Siegfried Bernfeld (/de-AT/; May 7, 1892, Lemberg, Galicia, Austria-Hungary (today Ukraine) - April 2, 1953, San Francisco) was an Austrian psychologist and educator.

==Biography==
In 1915, he completed his Ph.D. in philosophy at the University of Vienna, where he also studied psychoanalysis, sociology, education, and biology.

Siegfried Bernfeld was of Jewish ancestry. While still a student, he was involved in the psychoanalytical movement, and later became an important member of the Vienna Psychoanalytic Society.

During the First World War, when Vienna became home to over 100,000 refugees, many of them Jews from Galicia, Bernfeld became interested in developing new forms of Jewish education catering to the needs of these young Jews; in summer 1917 the Zionist organization in Vienna recruited him to lead its education and youth work. From 1917 to 1921 Bernfeld was in charge of Zionistischer Zentralrat für West-Österreich (Zionist Central Council for Western-Austria), and in 1919 he headed a project called Kinderheim Baumgarten, which provided housing and education for 300 Jewish children from Poland, who were displaced during the war.

From 1922 until 1925 he practiced psychoanalysis in Vienna, where one of his analysands was the British scientist Lionel Penrose. From 1925 to 1932 he worked at the Berlin Psychoanalytic Institute. Subsequently he returned to Vienna and, with the threat of Nazism, went into exile in Menton on the French Riviera, where he stayed until 1936. Afterwards he emigrated to the United States, where he worked as an educator in San Francisco.
......
Parts of the exercise -
1. Summarize the passage on Siegfried Bernfeld in two sentences.
2. Reproduce the part of the Siegfried Bernfeld passage starting with "From 1922 until" and going on through "in San Francisco.".
......
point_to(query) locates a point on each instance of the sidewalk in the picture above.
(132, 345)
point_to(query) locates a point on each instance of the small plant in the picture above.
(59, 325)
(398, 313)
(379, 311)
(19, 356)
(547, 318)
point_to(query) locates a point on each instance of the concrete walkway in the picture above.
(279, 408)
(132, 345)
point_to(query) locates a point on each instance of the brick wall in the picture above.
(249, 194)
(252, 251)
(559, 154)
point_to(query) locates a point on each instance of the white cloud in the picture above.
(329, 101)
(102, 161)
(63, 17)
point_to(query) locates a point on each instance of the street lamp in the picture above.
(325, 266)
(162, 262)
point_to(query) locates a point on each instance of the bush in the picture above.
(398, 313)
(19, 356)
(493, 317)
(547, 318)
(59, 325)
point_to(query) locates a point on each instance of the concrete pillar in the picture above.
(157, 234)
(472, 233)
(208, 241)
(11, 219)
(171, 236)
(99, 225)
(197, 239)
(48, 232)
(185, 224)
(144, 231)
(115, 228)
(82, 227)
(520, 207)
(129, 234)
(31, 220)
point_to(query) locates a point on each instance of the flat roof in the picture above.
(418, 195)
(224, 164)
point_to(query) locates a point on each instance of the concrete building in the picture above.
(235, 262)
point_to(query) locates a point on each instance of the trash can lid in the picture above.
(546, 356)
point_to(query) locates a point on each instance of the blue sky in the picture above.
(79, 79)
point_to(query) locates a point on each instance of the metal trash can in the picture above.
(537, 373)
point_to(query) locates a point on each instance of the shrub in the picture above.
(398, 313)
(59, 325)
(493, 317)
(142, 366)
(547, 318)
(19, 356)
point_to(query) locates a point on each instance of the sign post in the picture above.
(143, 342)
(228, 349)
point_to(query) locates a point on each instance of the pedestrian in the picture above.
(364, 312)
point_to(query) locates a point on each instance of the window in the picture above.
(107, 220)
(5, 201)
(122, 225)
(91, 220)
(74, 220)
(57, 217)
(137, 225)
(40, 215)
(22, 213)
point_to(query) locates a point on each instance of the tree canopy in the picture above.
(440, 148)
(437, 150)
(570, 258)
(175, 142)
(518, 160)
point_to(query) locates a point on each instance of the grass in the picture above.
......
Task-by-task answers -
1. Siegfried Bernfeld was an Austrian psychologist and educator of Jewish ancestry who completed a Ph.D. in philosophy at the University of Vienna in 1915 and later became an important member of the Vienna Psychoanalytic Society. He led Zionist education and youth work in Vienna from 1917, including the Kinderheim Baumgarten for 300 displaced Jewish children from Poland, and after practicing psychoanalysis in Vienna and working in Berlin he went into exile in Menton before emigrating to the United States, where he worked as an educator in San Francisco.

2.
From 1922 until 1925 he practiced psychoanalysis in Vienna, where one of his analysands was the British scientist Lionel Penrose. From 1925 to 1932 he worked at the Berlin Psychoanalytic Institute. Subsequently he returned to Vienna and, with the threat of Nazism, went into exile in Menton on the French Riviera, where he stayed until 1936. Afterwards he emigrated to the United States, where he worked as an educator in San Francisco.